Copy the following lines word for word, with nothing changed.
=-=-=-=-=
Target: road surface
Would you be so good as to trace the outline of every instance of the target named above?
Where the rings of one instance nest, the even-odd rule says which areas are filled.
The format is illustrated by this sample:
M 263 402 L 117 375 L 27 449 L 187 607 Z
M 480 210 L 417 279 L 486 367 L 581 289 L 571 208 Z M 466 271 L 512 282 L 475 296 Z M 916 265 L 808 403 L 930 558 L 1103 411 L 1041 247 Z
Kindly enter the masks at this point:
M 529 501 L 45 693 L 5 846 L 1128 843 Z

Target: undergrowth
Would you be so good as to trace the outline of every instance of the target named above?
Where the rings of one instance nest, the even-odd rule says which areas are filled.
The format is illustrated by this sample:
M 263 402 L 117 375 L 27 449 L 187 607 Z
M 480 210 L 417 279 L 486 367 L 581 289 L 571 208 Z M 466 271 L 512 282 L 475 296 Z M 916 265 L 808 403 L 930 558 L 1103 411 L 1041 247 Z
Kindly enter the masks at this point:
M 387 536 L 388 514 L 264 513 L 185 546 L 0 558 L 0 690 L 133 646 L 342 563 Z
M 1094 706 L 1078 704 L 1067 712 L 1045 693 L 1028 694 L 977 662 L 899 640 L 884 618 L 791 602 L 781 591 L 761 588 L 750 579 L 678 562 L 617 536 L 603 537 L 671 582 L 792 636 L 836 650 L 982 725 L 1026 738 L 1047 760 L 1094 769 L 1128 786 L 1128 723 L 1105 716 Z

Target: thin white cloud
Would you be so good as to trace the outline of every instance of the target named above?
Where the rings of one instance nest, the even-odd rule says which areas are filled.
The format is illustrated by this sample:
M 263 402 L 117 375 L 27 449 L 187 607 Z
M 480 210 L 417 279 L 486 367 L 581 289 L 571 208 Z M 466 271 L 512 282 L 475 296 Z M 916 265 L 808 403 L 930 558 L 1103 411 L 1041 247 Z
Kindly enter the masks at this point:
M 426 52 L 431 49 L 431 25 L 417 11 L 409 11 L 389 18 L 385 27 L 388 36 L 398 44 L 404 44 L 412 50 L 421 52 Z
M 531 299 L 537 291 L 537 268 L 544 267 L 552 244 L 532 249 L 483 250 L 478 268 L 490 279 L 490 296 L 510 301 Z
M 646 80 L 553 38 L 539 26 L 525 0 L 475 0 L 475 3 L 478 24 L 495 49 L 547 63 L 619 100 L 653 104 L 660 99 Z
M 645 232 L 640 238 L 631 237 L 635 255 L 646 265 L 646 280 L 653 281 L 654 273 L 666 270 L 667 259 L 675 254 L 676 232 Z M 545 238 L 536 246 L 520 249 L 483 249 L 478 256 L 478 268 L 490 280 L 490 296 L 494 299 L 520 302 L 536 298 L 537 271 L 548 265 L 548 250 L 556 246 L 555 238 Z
=-=-=-=-=
| Exercise result |
Target: road surface
Would you be so good as to trace the outline of every instance of the target named above?
Where the rings of one instance nest, the even-odd rule says which areas are filled.
The format is illustrated by this sample:
M 263 402 L 117 375 L 27 449 L 187 607 Z
M 480 210 L 417 279 L 486 367 L 581 289 L 571 208 Z M 466 271 L 512 282 L 475 296 Z M 916 265 L 808 403 L 930 558 L 1103 411 L 1041 247 Z
Kindly enter the masks at this point:
M 529 501 L 45 693 L 5 846 L 1128 843 Z

Target: undergrowth
Would you be so good as to trace the outline of every instance of the target named above?
Where the rings of one instance nest, the even-odd rule says which areas are filled.
The format is illustrated by this sample:
M 263 402 L 117 375 L 27 449 L 187 607 Z
M 480 210 L 417 279 L 486 367 L 581 289 L 571 208 Z M 466 271 L 512 282 L 475 296 Z M 916 265 L 808 403 L 930 558 L 1103 411 L 1041 247 Z
Kindly enter the masks at this point:
M 387 536 L 388 514 L 264 513 L 185 546 L 0 558 L 0 690 L 133 646 L 342 563 Z
M 1094 706 L 1078 704 L 1067 712 L 1045 693 L 1028 694 L 977 662 L 899 640 L 884 618 L 791 602 L 781 591 L 761 588 L 750 579 L 678 562 L 617 536 L 603 537 L 671 582 L 792 636 L 836 650 L 982 725 L 1026 738 L 1047 760 L 1094 769 L 1128 786 L 1128 723 L 1105 716 Z

Target: thin white cloud
Would you be so good as to trace the outline of every instance of the target named above?
Where the rings of one instance nest, the even-odd rule says which areas are filled.
The format is illustrated by this sample:
M 263 402 L 117 375 L 27 449 L 187 607 Z
M 480 210 L 417 279 L 486 367 L 581 289 L 571 208 Z M 466 271 L 512 282 L 475 296 Z M 916 265 L 808 403 L 930 558 L 1103 411 L 1041 247 Z
Kindly enter the masks at this point:
M 426 52 L 431 49 L 431 25 L 417 11 L 409 11 L 389 18 L 385 27 L 388 36 L 398 44 L 404 44 L 412 50 L 421 52 Z
M 531 299 L 537 291 L 537 268 L 544 267 L 552 244 L 532 249 L 483 250 L 478 268 L 490 279 L 490 296 L 510 301 Z
M 646 80 L 553 38 L 539 26 L 525 0 L 475 0 L 475 3 L 478 24 L 495 49 L 547 63 L 619 100 L 653 104 L 660 99 Z
M 645 232 L 640 238 L 631 237 L 635 255 L 646 265 L 646 280 L 653 281 L 654 273 L 666 270 L 667 259 L 675 254 L 676 232 Z M 545 238 L 536 246 L 520 249 L 483 249 L 478 256 L 478 268 L 490 280 L 490 296 L 494 299 L 520 302 L 536 298 L 537 271 L 548 265 L 548 250 L 556 246 L 555 238 Z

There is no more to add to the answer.